◆ EXERCISE 1
Recast the entries that follow the forum thread as a Markdown table with the columns Row and Line. Cover only the span from the line with "tag the patch" up to and including the final line of the entries, and omit blank lines and the pictures.

# I think I might have discovered a new trigger style.....maybe not...



## rogue007 (Jan 8, 2007)

I bought some replacement parts from ebay from someone who was selling three
parts for the P99, striker assembly, recoil spring w/ guide rod and a extractor.

The extractor is the same, along with the recoil assembly.........but not the striker assembly.

I bought it a few weeks ago and didnt not notice it til today when I cleaned it.
I took the parts out of the box to compare and I was kinda mad that it wasnt the right one. I own the AS model.
I'm not anymore because I found a new trigger style for it, I call it 'SAO'.

Walther may already have the configuration but I never heard of it.

Let me show you guys a pic of the striker assembly I got, then you tell me which model striker I got instead............Then I will describe the function.










The striker assembly I originally own is the bottom one, the second/spare purchased is the top model (with the '3' stamped on it).

◆ DATA ENTRIES

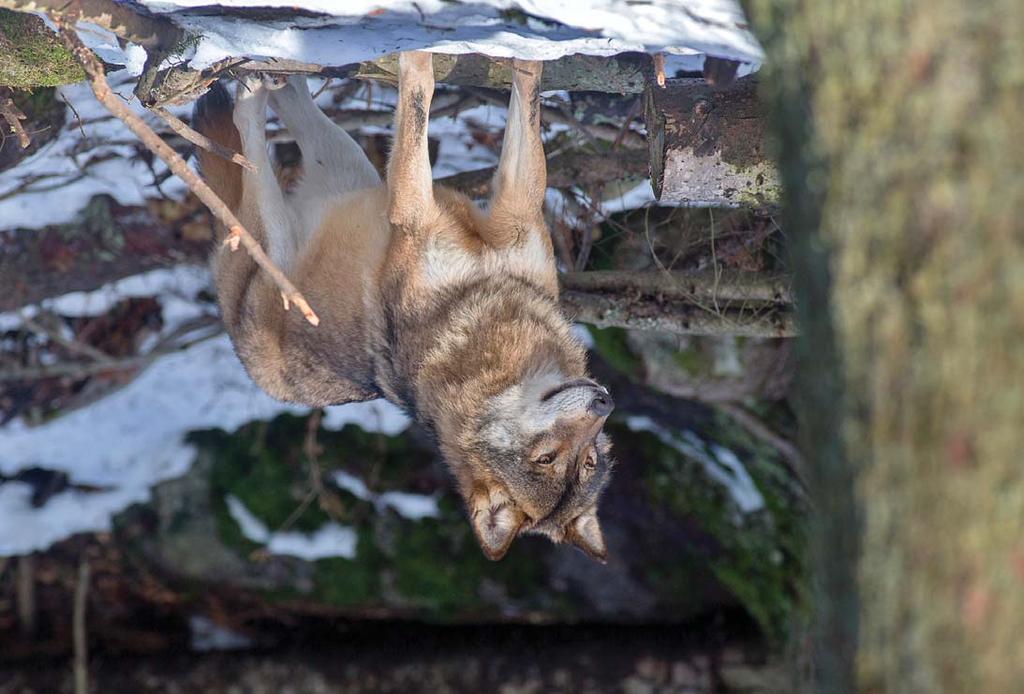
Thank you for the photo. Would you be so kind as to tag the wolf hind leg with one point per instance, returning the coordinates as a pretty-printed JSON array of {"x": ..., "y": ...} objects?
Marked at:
[
  {"x": 262, "y": 204},
  {"x": 333, "y": 163},
  {"x": 517, "y": 203}
]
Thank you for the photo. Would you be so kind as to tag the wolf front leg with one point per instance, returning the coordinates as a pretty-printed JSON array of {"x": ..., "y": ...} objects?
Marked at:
[
  {"x": 410, "y": 183},
  {"x": 517, "y": 204}
]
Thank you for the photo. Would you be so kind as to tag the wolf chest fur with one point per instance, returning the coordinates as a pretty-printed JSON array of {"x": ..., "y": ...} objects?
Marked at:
[{"x": 448, "y": 310}]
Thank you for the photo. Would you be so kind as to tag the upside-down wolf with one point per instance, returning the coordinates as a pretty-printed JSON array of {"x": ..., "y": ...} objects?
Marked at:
[{"x": 445, "y": 310}]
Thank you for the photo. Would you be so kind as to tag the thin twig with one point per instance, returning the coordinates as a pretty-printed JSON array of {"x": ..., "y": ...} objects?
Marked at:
[
  {"x": 73, "y": 345},
  {"x": 81, "y": 666},
  {"x": 201, "y": 140},
  {"x": 237, "y": 233},
  {"x": 26, "y": 591},
  {"x": 13, "y": 117}
]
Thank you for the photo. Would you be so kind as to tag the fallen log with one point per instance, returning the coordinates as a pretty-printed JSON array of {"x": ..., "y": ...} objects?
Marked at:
[
  {"x": 707, "y": 144},
  {"x": 634, "y": 311}
]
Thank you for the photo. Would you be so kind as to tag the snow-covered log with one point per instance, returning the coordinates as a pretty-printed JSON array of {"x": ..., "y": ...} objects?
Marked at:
[{"x": 707, "y": 145}]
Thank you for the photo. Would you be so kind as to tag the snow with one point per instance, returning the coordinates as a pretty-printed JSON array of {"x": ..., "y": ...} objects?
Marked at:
[
  {"x": 133, "y": 438},
  {"x": 346, "y": 32},
  {"x": 413, "y": 507},
  {"x": 64, "y": 183},
  {"x": 350, "y": 31},
  {"x": 331, "y": 539},
  {"x": 209, "y": 636},
  {"x": 721, "y": 464}
]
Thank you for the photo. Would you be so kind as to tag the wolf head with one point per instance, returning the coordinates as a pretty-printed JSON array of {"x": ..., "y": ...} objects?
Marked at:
[{"x": 540, "y": 462}]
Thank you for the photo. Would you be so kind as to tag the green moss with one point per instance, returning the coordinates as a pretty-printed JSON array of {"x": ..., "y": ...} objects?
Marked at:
[
  {"x": 612, "y": 345},
  {"x": 350, "y": 582},
  {"x": 692, "y": 360},
  {"x": 432, "y": 567},
  {"x": 758, "y": 556},
  {"x": 31, "y": 55}
]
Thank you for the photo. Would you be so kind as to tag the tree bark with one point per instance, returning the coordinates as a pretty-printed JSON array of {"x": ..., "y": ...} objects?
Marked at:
[
  {"x": 897, "y": 154},
  {"x": 731, "y": 287},
  {"x": 707, "y": 144},
  {"x": 625, "y": 73},
  {"x": 677, "y": 316}
]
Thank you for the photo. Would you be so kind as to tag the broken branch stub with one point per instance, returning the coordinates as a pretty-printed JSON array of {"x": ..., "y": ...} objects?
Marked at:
[{"x": 707, "y": 144}]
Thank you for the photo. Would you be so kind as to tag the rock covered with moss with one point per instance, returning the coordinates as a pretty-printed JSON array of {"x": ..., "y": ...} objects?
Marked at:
[{"x": 371, "y": 525}]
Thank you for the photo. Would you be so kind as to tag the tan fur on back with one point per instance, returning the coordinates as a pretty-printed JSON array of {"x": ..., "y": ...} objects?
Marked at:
[{"x": 445, "y": 310}]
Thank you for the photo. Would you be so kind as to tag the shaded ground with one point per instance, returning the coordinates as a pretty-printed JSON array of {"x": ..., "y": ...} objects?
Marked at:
[{"x": 411, "y": 657}]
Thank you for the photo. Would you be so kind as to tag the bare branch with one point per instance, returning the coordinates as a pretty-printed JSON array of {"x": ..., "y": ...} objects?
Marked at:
[
  {"x": 237, "y": 233},
  {"x": 73, "y": 345},
  {"x": 679, "y": 316},
  {"x": 745, "y": 287},
  {"x": 79, "y": 634},
  {"x": 13, "y": 117},
  {"x": 201, "y": 140},
  {"x": 129, "y": 22}
]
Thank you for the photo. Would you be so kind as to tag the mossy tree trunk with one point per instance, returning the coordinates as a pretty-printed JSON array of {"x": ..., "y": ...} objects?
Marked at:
[{"x": 899, "y": 128}]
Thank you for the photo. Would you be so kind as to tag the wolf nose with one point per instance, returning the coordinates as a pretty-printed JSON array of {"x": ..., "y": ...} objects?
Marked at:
[{"x": 602, "y": 404}]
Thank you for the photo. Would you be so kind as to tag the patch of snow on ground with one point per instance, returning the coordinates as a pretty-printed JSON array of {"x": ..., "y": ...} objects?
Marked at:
[
  {"x": 64, "y": 179},
  {"x": 413, "y": 507},
  {"x": 209, "y": 636},
  {"x": 721, "y": 464},
  {"x": 331, "y": 539},
  {"x": 132, "y": 439}
]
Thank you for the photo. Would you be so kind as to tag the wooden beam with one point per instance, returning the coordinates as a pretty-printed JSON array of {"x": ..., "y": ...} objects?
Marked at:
[{"x": 707, "y": 144}]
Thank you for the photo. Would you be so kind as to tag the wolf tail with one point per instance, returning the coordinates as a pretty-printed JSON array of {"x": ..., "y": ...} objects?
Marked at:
[{"x": 212, "y": 117}]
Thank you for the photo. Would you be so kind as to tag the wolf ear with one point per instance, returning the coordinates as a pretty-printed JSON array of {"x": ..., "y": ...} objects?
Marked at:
[
  {"x": 496, "y": 521},
  {"x": 585, "y": 532}
]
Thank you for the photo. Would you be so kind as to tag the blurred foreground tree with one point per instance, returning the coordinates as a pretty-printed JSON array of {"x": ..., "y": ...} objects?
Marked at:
[{"x": 898, "y": 126}]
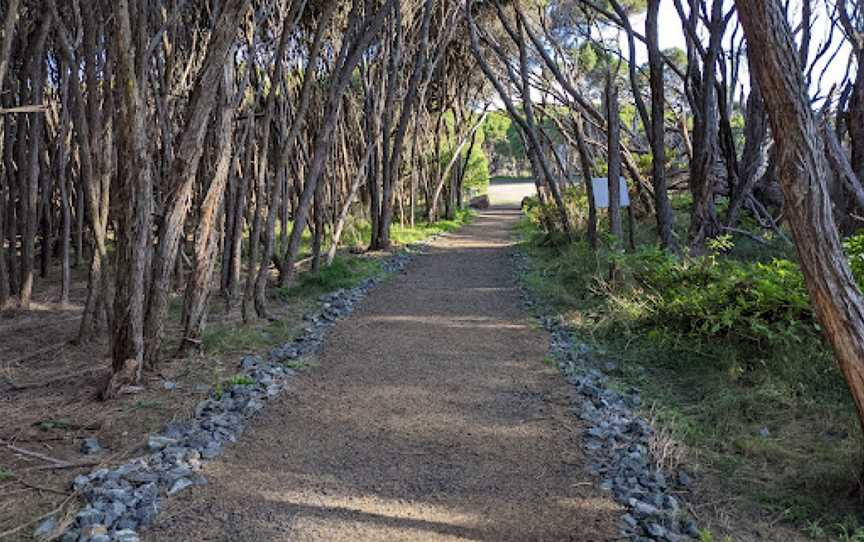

◆ EXERCISE 2
From the forum thread above, print the passage from "# I think I" up to and including "the striker assembly." word for word.

◆ RIGHT ANSWER 1
| Row | Line |
|---|---|
| 1 | Thank you for the photo. Would you be so kind as to tag the patch of snow on ground with one point per instance, returning the coordinates as a pretty-printed JSON array of {"x": ..., "y": ...} objects? |
| 2 | Marked at: |
| 3 | [ |
| 4 |   {"x": 64, "y": 179}, |
| 5 |   {"x": 413, "y": 507}, |
| 6 |   {"x": 209, "y": 636}, |
| 7 |   {"x": 721, "y": 464}, |
| 8 |   {"x": 331, "y": 539}, |
| 9 |   {"x": 132, "y": 439} |
| 10 | ] |
| 11 | Thank you for the photo. Would you be so kind as to tag the wooden beam with one point per instance, returning the coordinates as a pretty-printed JSON array of {"x": ..., "y": ...} objects? |
| 12 | Marked at: |
| 13 | [{"x": 707, "y": 144}] |
| 14 | Thank you for the photo. Would you be so kind as to tag the wolf tail with one point per instance, returning the coordinates as a pretty-printed JSON array of {"x": ..., "y": ...} objects? |
| 15 | Marked at: |
| 16 | [{"x": 212, "y": 117}] |
| 17 | Thank you for the photo. Would you be so kind as to tag the wolf ear with one point per instance, returning the coordinates as a pretty-printed JSON array of {"x": ..., "y": ...} objects? |
| 18 | Marked at: |
| 19 | [ |
| 20 |   {"x": 496, "y": 521}, |
| 21 |   {"x": 585, "y": 532} |
| 22 | ] |
| 23 | Thank you for the photo. Would you be so kind as to tag the blurred foreground tree with one point per instance, returning the coordinates as a pretty-printed JSON array of {"x": ..., "y": ...} objects? |
| 24 | Marked at: |
| 25 | [{"x": 898, "y": 126}] |

◆ RIGHT ANSWER 2
# I think I might have discovered a new trigger style.....maybe not...



## rogue007 (Jan 8, 2007)

I bought some replacement parts from ebay from someone who was selling three
parts for the P99, striker assembly, recoil spring w/ guide rod and a extractor.

The extractor is the same, along with the recoil assembly.........but not the striker assembly.